Provided text:
_____

[R-sig-ME] ML or REML for LR tests

Fri Aug 29 15:30:40 CEST 2008

On Fri, Aug 29, 2008 at 2:53 AM, Ken Beath <ken at kjbeath.com.au> wrote:
> On 29/08/2008, at 2:47 PM, Austin Frank wrote:
>
>> On Thu, Aug 28 2008, Doran, Harold wrote:
>>
>>>> The likelihood-ratio test approach directly compares these two.
>>>
>>> Since these models differ in their fixed effects, you need REML=FALSE
>>> for the LRT to be meaningful.
>>
>> This is a standard operating procedure that I picked up and accepted on
>> faith when I first started using lmer, before I really knew what I was
>> doing.  It occurs to me that this is the case for much of my
>> understanding of model comparison, so I'd like to check my understanding
>> of the use of LR tests with lmer.  If this is a case of RTFM, please
>> provide a pointer to the relevant Friendly Manual ;)
>>
>> 1) Can anyone offer a reference where the case is made for doing LR
>> tests on models fit by ML (as opposed to REML)?
>>
>
> Any decent mixed models text. Verbeke and Molenberghs "Linear Mixed Models
> for Longitudinal Data" p63 or Pinheiro and Bates "Mixed-Effects Models in S
> and S-Plus" p76.
>
>> 2) Can non-nested ML models with the same number of fixed effects be
>> meaningfully compared with an LR test?  Something like:
>>
>
> No. General principle is for LR test models must be nested.
>
>> --8<---------------cut here---------------start------------->8---
>> data(sleepstudy)
>> set.seed(535353)
>> sleepstudy$Fake <- rnorm(nrow(sleepstudy))
>> m1 <- lmer(Reaction ~ Days + (1 | Subject), sleepstudy, REML=FALSE)
>> m2 <- lmer(Reaction ~ Fake + (1 | Subject), sleepstudy, REML=FALSE)
>> anova(m1, m2)                          # Is this test meaningful...
>>
>> ## When possible, test against superset model
>> m12 <- lmer(Reaction ~ Days + Fake (1 | Subject),
>>           sleepstudy, REML=FALSE)

_____

What is needed: According to the mailing-list thread, why must the compared models be fit with REML=FALSE for the likelihood-ratio test? Answer in one to three sentences.

Material provided:
_____

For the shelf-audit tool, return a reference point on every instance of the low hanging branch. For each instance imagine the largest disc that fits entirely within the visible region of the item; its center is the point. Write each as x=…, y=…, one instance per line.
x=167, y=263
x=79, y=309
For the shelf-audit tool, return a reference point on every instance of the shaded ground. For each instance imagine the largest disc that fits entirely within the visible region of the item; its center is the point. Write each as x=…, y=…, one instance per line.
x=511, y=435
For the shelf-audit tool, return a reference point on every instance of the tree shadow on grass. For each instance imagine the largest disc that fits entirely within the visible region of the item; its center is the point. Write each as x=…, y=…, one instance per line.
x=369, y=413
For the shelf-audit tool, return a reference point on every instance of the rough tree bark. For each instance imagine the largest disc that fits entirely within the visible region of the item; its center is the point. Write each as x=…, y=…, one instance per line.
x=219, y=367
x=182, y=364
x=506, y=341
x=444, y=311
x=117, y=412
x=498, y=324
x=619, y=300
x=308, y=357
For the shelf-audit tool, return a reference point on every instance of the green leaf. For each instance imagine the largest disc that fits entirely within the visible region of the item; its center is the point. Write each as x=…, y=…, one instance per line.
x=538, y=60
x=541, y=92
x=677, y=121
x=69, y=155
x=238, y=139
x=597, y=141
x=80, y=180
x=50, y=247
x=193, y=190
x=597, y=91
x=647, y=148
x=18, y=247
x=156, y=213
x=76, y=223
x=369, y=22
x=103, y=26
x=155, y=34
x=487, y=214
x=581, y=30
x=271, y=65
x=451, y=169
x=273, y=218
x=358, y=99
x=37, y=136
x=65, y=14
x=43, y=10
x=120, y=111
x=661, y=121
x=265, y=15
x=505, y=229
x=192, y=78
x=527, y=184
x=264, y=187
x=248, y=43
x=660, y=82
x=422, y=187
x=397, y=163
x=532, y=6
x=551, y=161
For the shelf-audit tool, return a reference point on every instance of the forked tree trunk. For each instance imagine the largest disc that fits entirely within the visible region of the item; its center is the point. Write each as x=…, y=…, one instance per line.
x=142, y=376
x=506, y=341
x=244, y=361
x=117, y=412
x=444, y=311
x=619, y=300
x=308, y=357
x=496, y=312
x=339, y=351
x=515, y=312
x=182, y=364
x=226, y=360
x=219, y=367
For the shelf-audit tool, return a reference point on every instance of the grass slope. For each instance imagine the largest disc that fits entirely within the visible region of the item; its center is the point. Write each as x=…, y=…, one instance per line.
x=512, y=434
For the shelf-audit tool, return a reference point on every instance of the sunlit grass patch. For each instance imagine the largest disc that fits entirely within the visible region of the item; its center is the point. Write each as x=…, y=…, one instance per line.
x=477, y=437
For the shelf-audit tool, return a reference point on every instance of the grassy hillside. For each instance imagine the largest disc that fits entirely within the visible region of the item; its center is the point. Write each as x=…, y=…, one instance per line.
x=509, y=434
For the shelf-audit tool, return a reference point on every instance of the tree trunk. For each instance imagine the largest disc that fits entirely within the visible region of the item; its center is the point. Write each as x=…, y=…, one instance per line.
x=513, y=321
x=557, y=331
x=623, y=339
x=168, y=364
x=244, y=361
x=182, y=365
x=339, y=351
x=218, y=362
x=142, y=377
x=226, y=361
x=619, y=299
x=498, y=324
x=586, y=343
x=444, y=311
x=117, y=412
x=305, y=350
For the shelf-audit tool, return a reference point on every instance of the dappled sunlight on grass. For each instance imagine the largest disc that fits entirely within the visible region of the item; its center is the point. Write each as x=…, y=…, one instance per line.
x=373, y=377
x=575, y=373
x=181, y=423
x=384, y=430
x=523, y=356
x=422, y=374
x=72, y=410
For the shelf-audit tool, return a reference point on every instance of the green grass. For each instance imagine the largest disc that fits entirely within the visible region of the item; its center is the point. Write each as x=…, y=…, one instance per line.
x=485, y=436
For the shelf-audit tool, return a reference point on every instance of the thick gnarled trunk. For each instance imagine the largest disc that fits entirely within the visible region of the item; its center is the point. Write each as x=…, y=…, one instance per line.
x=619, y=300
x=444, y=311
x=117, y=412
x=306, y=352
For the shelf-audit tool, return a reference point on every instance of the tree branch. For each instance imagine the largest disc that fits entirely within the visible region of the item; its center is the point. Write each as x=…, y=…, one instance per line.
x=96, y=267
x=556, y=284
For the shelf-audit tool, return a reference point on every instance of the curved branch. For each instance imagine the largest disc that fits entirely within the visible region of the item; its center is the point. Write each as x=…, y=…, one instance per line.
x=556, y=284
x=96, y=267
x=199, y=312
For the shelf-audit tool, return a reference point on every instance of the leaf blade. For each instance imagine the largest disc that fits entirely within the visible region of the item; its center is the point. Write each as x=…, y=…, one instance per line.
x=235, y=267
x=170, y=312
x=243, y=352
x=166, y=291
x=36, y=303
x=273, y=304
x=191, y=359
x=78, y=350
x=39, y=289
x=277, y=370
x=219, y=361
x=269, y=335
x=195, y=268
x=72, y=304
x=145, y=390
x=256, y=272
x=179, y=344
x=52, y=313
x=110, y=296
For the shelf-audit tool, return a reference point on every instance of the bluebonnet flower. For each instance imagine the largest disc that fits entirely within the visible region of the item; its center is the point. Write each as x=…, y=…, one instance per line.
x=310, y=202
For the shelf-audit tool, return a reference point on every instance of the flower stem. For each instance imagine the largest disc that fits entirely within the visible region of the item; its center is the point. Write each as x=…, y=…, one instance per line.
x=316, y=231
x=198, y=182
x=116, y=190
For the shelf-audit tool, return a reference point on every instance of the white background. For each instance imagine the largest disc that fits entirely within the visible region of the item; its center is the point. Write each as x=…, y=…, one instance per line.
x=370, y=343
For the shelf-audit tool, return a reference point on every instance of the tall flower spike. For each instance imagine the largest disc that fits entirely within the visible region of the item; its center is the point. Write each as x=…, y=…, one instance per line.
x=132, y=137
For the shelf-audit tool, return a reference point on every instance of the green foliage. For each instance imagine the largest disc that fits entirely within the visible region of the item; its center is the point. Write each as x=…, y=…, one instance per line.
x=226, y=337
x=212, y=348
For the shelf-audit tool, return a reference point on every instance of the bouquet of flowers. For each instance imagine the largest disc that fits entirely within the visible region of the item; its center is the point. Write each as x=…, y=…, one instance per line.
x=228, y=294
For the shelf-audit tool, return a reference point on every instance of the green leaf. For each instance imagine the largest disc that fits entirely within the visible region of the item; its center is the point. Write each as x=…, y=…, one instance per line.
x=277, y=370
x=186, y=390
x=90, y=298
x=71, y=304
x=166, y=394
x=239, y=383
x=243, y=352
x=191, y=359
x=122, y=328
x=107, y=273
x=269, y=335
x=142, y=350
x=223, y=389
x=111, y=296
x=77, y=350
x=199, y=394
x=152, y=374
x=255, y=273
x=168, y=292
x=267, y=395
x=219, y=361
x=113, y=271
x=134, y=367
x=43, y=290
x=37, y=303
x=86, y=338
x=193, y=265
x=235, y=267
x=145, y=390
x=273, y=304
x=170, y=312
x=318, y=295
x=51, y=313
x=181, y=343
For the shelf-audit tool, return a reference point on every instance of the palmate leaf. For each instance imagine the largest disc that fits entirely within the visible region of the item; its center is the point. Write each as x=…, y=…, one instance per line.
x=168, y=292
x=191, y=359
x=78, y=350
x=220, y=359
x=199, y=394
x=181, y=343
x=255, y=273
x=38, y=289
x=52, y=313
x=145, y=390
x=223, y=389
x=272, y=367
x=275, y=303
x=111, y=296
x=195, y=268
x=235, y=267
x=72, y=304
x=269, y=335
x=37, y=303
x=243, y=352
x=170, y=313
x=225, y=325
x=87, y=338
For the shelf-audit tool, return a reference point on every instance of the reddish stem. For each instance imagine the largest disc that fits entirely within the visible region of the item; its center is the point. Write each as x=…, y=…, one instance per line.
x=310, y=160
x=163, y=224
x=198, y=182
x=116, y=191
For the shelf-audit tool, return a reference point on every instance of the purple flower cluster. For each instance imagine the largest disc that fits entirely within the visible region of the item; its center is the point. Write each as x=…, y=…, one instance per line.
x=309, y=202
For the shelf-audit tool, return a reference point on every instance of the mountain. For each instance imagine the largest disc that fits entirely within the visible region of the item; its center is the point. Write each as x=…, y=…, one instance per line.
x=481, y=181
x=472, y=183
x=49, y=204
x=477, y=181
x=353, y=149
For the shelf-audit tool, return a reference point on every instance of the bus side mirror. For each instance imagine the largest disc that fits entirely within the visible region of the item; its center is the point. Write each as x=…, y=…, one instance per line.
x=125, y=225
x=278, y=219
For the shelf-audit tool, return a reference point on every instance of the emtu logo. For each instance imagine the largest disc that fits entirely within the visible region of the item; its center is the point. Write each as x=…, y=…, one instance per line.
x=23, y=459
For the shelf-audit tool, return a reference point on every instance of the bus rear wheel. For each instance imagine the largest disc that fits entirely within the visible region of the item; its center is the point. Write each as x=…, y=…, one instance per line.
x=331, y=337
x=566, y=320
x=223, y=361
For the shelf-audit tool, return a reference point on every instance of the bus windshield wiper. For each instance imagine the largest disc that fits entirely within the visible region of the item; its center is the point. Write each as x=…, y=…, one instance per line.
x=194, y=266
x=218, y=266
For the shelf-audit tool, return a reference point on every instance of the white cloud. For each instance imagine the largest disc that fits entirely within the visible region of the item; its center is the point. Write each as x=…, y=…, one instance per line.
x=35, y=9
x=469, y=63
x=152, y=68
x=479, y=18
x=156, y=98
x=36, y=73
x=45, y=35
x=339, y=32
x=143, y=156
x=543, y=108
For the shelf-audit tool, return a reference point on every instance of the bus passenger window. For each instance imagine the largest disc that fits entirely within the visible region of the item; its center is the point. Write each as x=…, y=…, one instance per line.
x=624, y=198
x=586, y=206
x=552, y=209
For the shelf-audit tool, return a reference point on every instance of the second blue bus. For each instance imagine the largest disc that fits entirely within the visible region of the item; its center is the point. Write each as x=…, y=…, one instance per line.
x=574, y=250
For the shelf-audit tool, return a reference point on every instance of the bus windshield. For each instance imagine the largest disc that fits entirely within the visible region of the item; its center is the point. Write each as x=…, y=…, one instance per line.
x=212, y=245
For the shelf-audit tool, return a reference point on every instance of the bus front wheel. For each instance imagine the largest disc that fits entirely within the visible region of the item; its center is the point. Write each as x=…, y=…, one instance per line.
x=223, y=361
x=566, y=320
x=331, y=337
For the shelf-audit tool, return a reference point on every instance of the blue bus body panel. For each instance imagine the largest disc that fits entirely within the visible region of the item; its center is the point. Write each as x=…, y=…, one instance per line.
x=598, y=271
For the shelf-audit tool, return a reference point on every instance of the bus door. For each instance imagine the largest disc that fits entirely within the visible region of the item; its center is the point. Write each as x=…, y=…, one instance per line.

_____

Answer: The models differ in their fixed effects. When that is the case, they must be fit with REML=FALSE (maximum likelihood) for the likelihood-ratio test to be meaningful.